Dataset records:
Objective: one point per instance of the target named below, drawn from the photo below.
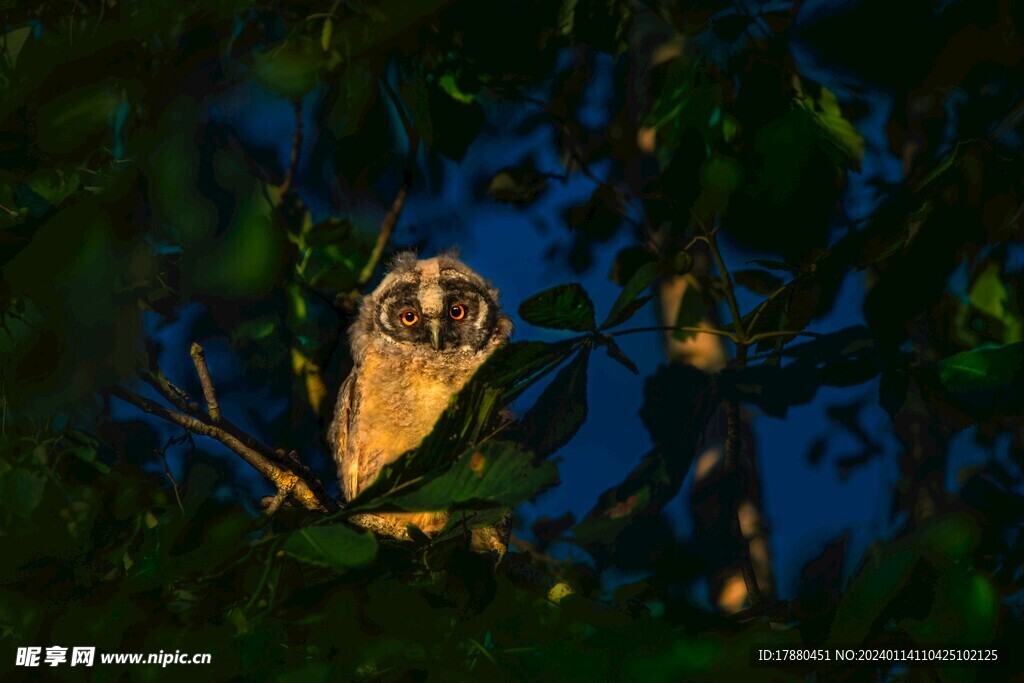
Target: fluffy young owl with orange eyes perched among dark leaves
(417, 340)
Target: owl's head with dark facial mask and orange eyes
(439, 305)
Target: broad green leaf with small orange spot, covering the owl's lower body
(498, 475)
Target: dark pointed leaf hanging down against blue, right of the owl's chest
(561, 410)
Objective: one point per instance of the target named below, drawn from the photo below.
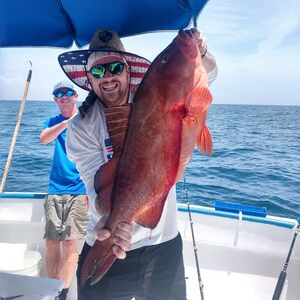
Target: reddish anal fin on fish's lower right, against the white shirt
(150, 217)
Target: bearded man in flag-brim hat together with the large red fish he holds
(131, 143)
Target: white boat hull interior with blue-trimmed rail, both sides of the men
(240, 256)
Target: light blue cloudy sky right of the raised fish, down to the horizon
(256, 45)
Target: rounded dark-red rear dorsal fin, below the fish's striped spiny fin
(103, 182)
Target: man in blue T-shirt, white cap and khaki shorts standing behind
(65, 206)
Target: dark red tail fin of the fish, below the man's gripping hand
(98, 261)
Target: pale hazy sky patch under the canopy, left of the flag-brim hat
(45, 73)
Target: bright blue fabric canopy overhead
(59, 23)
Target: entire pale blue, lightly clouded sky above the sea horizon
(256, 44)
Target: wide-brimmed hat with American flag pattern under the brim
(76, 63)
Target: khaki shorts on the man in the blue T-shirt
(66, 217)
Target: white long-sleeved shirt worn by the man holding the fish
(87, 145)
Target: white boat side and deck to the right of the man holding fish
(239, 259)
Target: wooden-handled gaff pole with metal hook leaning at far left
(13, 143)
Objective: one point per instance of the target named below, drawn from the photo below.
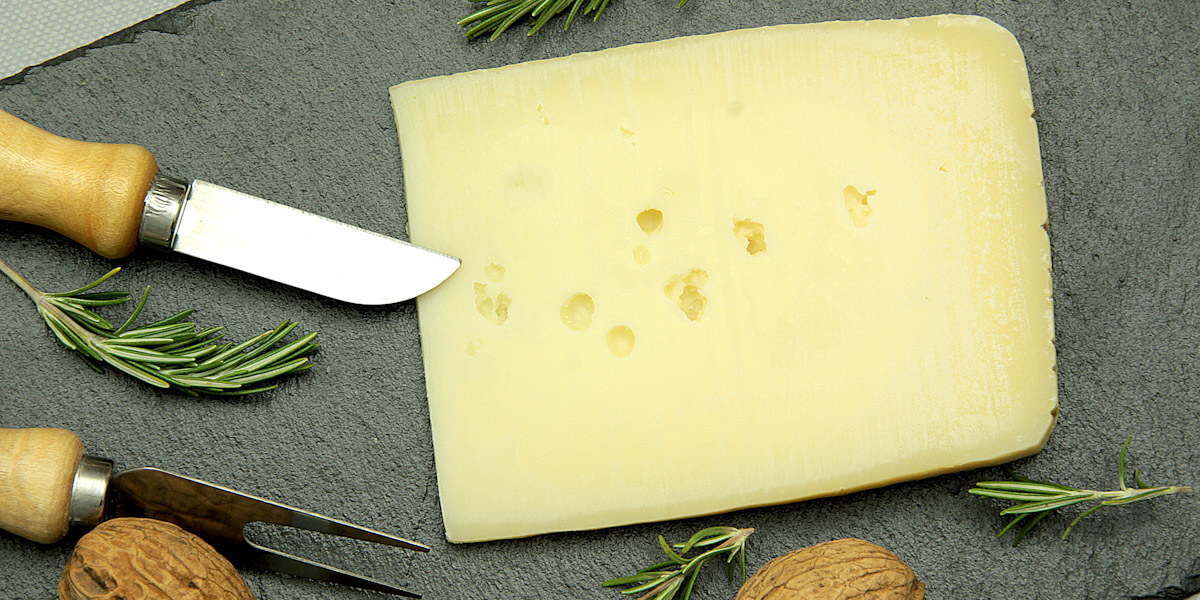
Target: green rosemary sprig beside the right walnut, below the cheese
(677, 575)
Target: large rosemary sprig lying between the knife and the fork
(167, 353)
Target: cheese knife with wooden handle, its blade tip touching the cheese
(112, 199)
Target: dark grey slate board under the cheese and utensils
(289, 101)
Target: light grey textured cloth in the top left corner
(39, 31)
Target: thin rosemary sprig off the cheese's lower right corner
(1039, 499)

● **What to work on**: Reproduce exactly the lines above from the one with "Target: pale hazy" through the last line of the data, keeping both ends and dropping the pictures.

● **Written answer**:
Target: pale hazy sky patch under the canopy, left of the flag-brim hat
(45, 73)
Target: bright blue fabric canopy overhead
(59, 23)
Target: entire pale blue, lightly clouded sky above the sea horizon
(256, 44)
Target: wide-brimmed hat with American flag pattern under the brim
(76, 63)
Target: khaki shorts on the man in the blue T-shirt
(66, 217)
Target: white long-sleeved shirt worn by the man holding the fish
(87, 145)
Target: white boat side and deck to the right of the man holding fish
(239, 259)
Target: wooden-handled gaff pole with metal hook leaning at far left
(13, 143)
Objective: one point per instance of the target named below, drawn from the photo below.
Target: green rosemary sprig beside the right walnut, below the cheese
(677, 575)
Target: large rosemary sprig lying between the knife and the fork
(167, 353)
Target: cheese knife with wooden handle, its blade tip touching the cheese
(112, 199)
Target: dark grey slate board under the cheese and utensils
(289, 101)
Target: light grey textured cloth in the top left corner
(39, 31)
Target: thin rosemary sprig off the cheese's lower right corner
(1039, 499)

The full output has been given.